→ **Brief**
Beginning at the top of the data below, restate every line word for word until the line containing "114L109 117L110 126L123" has been included, and omit the pictures.

→ **Data to examine**

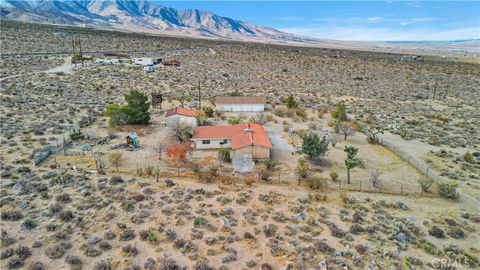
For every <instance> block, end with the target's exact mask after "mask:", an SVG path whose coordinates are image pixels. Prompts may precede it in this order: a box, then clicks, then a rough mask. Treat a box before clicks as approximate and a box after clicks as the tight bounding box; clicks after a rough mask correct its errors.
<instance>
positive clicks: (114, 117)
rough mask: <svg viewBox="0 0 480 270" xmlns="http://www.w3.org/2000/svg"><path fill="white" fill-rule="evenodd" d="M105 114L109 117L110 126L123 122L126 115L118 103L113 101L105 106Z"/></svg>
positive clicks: (121, 107) (119, 125)
mask: <svg viewBox="0 0 480 270" xmlns="http://www.w3.org/2000/svg"><path fill="white" fill-rule="evenodd" d="M105 115H106V116H108V117H110V119H109V120H108V123H109V124H110V126H112V127H116V126H120V125H123V124H124V123H125V119H126V115H125V112H124V111H123V107H122V106H120V104H117V103H113V104H108V105H107V106H105Z"/></svg>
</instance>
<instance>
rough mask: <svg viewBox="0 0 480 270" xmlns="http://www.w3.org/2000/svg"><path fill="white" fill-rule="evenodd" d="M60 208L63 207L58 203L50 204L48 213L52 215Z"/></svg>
mask: <svg viewBox="0 0 480 270" xmlns="http://www.w3.org/2000/svg"><path fill="white" fill-rule="evenodd" d="M62 209H63V207H62V206H61V205H60V204H58V203H55V204H51V205H50V206H49V210H50V213H51V214H52V215H54V214H56V213H58V212H60V211H62Z"/></svg>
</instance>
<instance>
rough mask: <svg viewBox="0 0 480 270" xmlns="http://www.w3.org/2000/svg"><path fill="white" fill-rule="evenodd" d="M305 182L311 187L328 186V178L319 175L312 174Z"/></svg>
mask: <svg viewBox="0 0 480 270" xmlns="http://www.w3.org/2000/svg"><path fill="white" fill-rule="evenodd" d="M305 183H306V184H307V186H308V187H309V188H311V189H325V188H326V187H327V179H325V178H323V177H321V176H319V175H310V176H308V177H307V178H306V179H305Z"/></svg>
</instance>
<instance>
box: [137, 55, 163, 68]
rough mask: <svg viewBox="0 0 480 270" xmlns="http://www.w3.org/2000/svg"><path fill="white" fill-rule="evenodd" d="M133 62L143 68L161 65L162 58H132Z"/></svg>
mask: <svg viewBox="0 0 480 270" xmlns="http://www.w3.org/2000/svg"><path fill="white" fill-rule="evenodd" d="M132 62H133V63H134V64H137V65H142V66H153V65H156V64H160V63H161V62H162V59H161V58H154V57H142V58H132Z"/></svg>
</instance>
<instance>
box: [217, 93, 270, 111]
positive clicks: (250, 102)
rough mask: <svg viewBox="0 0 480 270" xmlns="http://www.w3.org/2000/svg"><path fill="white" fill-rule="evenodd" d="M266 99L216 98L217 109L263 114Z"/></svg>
mask: <svg viewBox="0 0 480 270" xmlns="http://www.w3.org/2000/svg"><path fill="white" fill-rule="evenodd" d="M266 101H267V99H266V98H265V97H255V96H246V97H216V98H215V107H216V109H217V110H218V111H224V112H263V111H264V110H265V103H266Z"/></svg>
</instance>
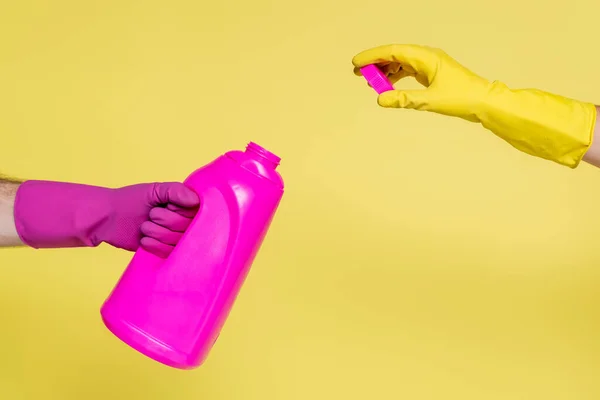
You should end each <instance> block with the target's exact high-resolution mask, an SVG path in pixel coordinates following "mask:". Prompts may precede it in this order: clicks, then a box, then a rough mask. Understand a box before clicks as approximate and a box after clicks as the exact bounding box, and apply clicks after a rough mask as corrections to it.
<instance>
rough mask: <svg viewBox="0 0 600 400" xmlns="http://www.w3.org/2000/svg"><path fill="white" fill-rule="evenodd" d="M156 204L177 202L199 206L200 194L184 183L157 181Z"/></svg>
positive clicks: (155, 195)
mask: <svg viewBox="0 0 600 400" xmlns="http://www.w3.org/2000/svg"><path fill="white" fill-rule="evenodd" d="M153 197H154V198H153V200H154V203H155V204H154V205H159V204H168V203H171V204H175V205H178V206H181V207H187V208H191V207H197V206H198V205H199V204H200V199H199V198H198V195H197V194H196V193H195V192H194V191H193V190H191V189H189V188H188V187H187V186H185V185H184V184H183V183H179V182H166V183H155V184H154V188H153Z"/></svg>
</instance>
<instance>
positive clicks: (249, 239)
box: [101, 143, 283, 369]
mask: <svg viewBox="0 0 600 400" xmlns="http://www.w3.org/2000/svg"><path fill="white" fill-rule="evenodd" d="M279 161H280V159H279V157H277V156H276V155H274V154H272V153H270V152H268V151H267V150H265V149H263V148H262V147H260V146H258V145H257V144H255V143H250V144H249V145H248V146H247V148H246V151H245V152H243V151H230V152H228V153H226V154H225V155H222V156H221V157H219V158H217V159H216V160H214V161H213V162H211V163H210V164H208V165H206V166H204V167H202V168H200V169H198V170H196V171H195V172H194V173H192V174H191V175H190V176H189V177H188V178H187V179H186V180H185V182H184V183H185V184H186V186H188V187H189V188H191V189H193V190H194V191H195V192H196V193H197V194H198V196H199V197H200V209H199V211H198V214H197V215H196V216H195V218H194V220H193V221H192V222H191V224H190V225H189V227H188V229H187V230H186V232H185V233H184V234H183V237H182V238H181V240H180V241H179V243H178V244H177V246H176V247H175V249H174V250H173V252H172V253H171V254H170V255H169V257H168V258H166V259H162V258H159V257H157V256H155V255H153V254H150V253H148V252H147V251H145V250H143V249H140V250H138V251H137V252H136V253H135V255H134V256H133V259H132V260H131V262H130V264H129V266H128V267H127V269H126V270H125V272H124V273H123V276H122V277H121V279H120V281H119V282H118V283H117V285H116V287H115V288H114V289H113V291H112V293H111V294H110V296H109V297H108V299H107V300H106V302H105V303H104V305H103V306H102V310H101V314H102V319H103V321H104V323H105V325H106V326H107V328H108V329H109V330H110V331H111V332H112V333H113V334H115V335H116V336H117V337H118V338H120V339H121V340H122V341H123V342H125V343H126V344H128V345H129V346H131V347H133V348H134V349H136V350H137V351H139V352H141V353H142V354H145V355H146V356H148V357H150V358H152V359H154V360H156V361H158V362H161V363H163V364H166V365H168V366H171V367H175V368H181V369H192V368H196V367H198V366H199V365H201V364H202V363H203V362H204V360H205V359H206V357H207V355H208V352H209V351H210V349H211V348H212V346H213V344H214V342H215V340H216V339H217V337H218V336H219V333H220V331H221V328H222V326H223V323H224V322H225V319H226V318H227V316H228V314H229V311H230V309H231V306H232V305H233V302H234V300H235V298H236V296H237V294H238V292H239V290H240V287H241V285H242V284H243V282H244V280H245V278H246V275H247V273H248V270H249V268H250V266H251V264H252V261H253V260H254V257H255V256H256V253H257V251H258V249H259V247H260V245H261V243H262V241H263V239H264V237H265V235H266V233H267V230H268V228H269V225H270V223H271V221H272V219H273V216H274V214H275V211H276V210H277V207H278V205H279V202H280V200H281V197H282V195H283V180H282V178H281V176H280V175H279V173H278V172H277V171H275V169H276V168H277V166H278V165H279Z"/></svg>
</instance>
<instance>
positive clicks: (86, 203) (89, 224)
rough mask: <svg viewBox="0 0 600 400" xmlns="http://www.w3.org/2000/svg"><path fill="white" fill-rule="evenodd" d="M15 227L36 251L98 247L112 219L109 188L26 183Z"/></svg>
mask: <svg viewBox="0 0 600 400" xmlns="http://www.w3.org/2000/svg"><path fill="white" fill-rule="evenodd" d="M14 217H15V226H16V229H17V232H18V234H19V237H20V238H21V240H22V241H23V242H24V243H25V244H27V245H28V246H30V247H33V248H60V247H95V246H97V245H99V244H100V243H101V241H102V238H101V237H100V236H101V235H99V234H98V232H101V230H102V227H103V225H104V224H105V222H106V221H107V220H108V219H109V217H110V189H106V188H100V187H94V186H87V185H78V184H73V183H63V182H49V181H26V182H25V183H23V184H21V186H20V187H19V189H18V190H17V193H16V197H15V210H14Z"/></svg>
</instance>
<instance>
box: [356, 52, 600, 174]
mask: <svg viewBox="0 0 600 400" xmlns="http://www.w3.org/2000/svg"><path fill="white" fill-rule="evenodd" d="M352 62H353V64H354V66H355V73H357V74H360V67H362V66H365V65H368V64H377V65H379V67H380V68H381V69H382V71H383V72H384V73H385V74H386V75H387V76H388V78H389V79H390V81H392V83H395V82H397V81H398V80H400V79H402V78H405V77H408V76H412V77H415V78H416V80H417V81H418V82H419V83H421V84H422V85H423V86H425V87H426V89H425V90H393V91H388V92H385V93H382V94H380V95H379V97H378V103H379V105H381V106H382V107H386V108H407V109H416V110H423V111H431V112H436V113H439V114H443V115H448V116H454V117H459V118H462V119H465V120H468V121H472V122H478V123H481V125H483V126H484V127H485V128H487V129H488V130H490V131H492V132H493V133H495V134H496V135H497V136H498V137H500V138H502V139H503V140H505V141H506V142H508V143H509V144H510V145H512V146H513V147H515V148H516V149H518V150H521V151H523V152H525V153H527V154H530V155H533V156H536V157H540V158H543V159H547V160H551V161H554V162H557V163H559V164H562V165H565V166H568V167H570V168H576V167H577V166H578V165H579V163H580V161H581V160H582V159H583V160H585V161H587V162H589V163H590V164H593V165H595V166H600V143H595V141H594V140H593V138H594V135H595V133H596V132H597V131H598V129H599V125H598V124H596V120H597V118H598V112H597V107H596V106H595V105H594V104H591V103H588V102H582V101H577V100H573V99H569V98H566V97H562V96H558V95H555V94H551V93H547V92H544V91H541V90H537V89H510V88H508V87H507V86H506V85H504V84H503V83H501V82H499V81H488V80H486V79H484V78H482V77H480V76H478V75H476V74H475V73H473V72H471V71H470V70H468V69H467V68H465V67H464V66H463V65H461V64H459V63H458V62H457V61H455V60H454V59H452V58H451V57H450V56H449V55H447V54H446V53H445V52H443V51H442V50H440V49H436V48H431V47H427V46H418V45H387V46H379V47H376V48H373V49H369V50H366V51H363V52H362V53H359V54H358V55H356V56H355V57H354V59H353V60H352ZM597 137H598V139H599V140H598V141H600V135H598V136H597Z"/></svg>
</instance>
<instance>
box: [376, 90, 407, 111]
mask: <svg viewBox="0 0 600 400" xmlns="http://www.w3.org/2000/svg"><path fill="white" fill-rule="evenodd" d="M402 98H403V96H402V92H400V91H399V90H390V91H389V92H383V93H381V94H380V95H379V96H378V97H377V104H379V105H380V106H381V107H384V108H402V107H403V106H404V105H403V101H402Z"/></svg>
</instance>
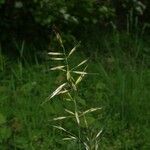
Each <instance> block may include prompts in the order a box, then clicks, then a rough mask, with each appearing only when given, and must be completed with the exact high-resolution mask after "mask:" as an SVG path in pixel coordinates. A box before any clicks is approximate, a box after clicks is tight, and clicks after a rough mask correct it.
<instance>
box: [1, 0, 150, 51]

→ **Response**
For every <instance> block, end with the target's exact mask after "mask:", an SVG path whose coordinates are image pixels. Prompts may precede it in this order: a box, then clicks, then a rough mask. Treat a box before clicks as approximate and a box after clicks as the tight bounding box; clicks after a rough mask correct its errors.
<instance>
positive clicks: (114, 117)
rough mask: <svg viewBox="0 0 480 270" xmlns="http://www.w3.org/2000/svg"><path fill="white" fill-rule="evenodd" d="M105 114L109 117L110 126L123 122L126 115L118 103L113 101L105 106Z"/></svg>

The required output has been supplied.